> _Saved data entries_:
· · · · ·
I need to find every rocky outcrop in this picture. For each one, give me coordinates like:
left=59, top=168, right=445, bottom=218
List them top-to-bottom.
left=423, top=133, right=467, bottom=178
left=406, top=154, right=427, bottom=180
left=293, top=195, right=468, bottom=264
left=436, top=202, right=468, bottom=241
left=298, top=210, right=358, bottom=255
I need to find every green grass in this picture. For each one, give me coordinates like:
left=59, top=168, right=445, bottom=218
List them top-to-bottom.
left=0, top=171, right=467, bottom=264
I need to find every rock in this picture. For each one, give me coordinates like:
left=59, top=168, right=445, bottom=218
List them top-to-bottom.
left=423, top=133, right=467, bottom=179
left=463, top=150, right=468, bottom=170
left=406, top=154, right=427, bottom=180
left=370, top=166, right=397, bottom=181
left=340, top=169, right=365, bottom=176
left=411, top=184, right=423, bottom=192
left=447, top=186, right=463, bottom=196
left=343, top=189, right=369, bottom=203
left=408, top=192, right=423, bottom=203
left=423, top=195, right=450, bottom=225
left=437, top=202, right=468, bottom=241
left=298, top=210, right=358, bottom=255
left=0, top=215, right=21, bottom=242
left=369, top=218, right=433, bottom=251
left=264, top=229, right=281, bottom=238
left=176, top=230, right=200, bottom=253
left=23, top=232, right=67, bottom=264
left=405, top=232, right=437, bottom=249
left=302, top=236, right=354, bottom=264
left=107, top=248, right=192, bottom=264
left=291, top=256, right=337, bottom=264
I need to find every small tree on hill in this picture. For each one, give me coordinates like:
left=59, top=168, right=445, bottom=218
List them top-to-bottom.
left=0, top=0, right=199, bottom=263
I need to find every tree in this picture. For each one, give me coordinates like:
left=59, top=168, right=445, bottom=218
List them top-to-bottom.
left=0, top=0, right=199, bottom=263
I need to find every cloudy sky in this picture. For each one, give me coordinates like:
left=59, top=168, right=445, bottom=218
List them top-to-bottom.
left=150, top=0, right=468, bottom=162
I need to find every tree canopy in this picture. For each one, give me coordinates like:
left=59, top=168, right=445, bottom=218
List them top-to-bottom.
· · · · ·
> _What the exercise asks_: Copy all of the saved data entries above word for word, keeping every line unchanged.

> _In response_:
I need to find every rocky outcrop in this picture. For each one, give me coordinates like:
left=59, top=168, right=445, bottom=218
List them top-to-bottom.
left=423, top=133, right=467, bottom=178
left=406, top=154, right=427, bottom=180
left=293, top=195, right=468, bottom=264
left=436, top=202, right=468, bottom=241
left=298, top=210, right=358, bottom=255
I need to find every green grass in this picture. For each one, give me coordinates like:
left=59, top=168, right=445, bottom=218
List them top-to-bottom.
left=0, top=171, right=467, bottom=264
I need to find every rock in this picture. For each one, give me coordinates like:
left=59, top=168, right=445, bottom=218
List them top-to-bottom.
left=423, top=133, right=467, bottom=179
left=463, top=150, right=468, bottom=170
left=406, top=154, right=427, bottom=180
left=370, top=166, right=397, bottom=181
left=340, top=169, right=365, bottom=176
left=411, top=184, right=423, bottom=192
left=447, top=186, right=463, bottom=196
left=343, top=189, right=369, bottom=203
left=408, top=192, right=423, bottom=203
left=423, top=195, right=450, bottom=225
left=437, top=202, right=468, bottom=241
left=298, top=210, right=358, bottom=255
left=0, top=215, right=21, bottom=242
left=369, top=218, right=433, bottom=251
left=264, top=229, right=281, bottom=238
left=176, top=230, right=200, bottom=253
left=23, top=232, right=67, bottom=264
left=405, top=232, right=437, bottom=249
left=302, top=236, right=354, bottom=264
left=107, top=248, right=192, bottom=264
left=291, top=256, right=337, bottom=264
I need to find every small tree on hill in this picture. For each one, give me coordinates like:
left=59, top=168, right=445, bottom=218
List them top-to-bottom.
left=0, top=0, right=199, bottom=263
I need to find every tree in this picture. For each one, give me coordinates like:
left=59, top=168, right=445, bottom=218
List them top-to-bottom.
left=0, top=0, right=199, bottom=263
I need to find every cloudy sky in this picture. For each one, give me coordinates like:
left=59, top=168, right=445, bottom=218
List them top-to-bottom.
left=150, top=0, right=468, bottom=162
I need to find every tree canopy in this picture. For each one, give me coordinates like:
left=59, top=168, right=445, bottom=218
List them top-to-bottom.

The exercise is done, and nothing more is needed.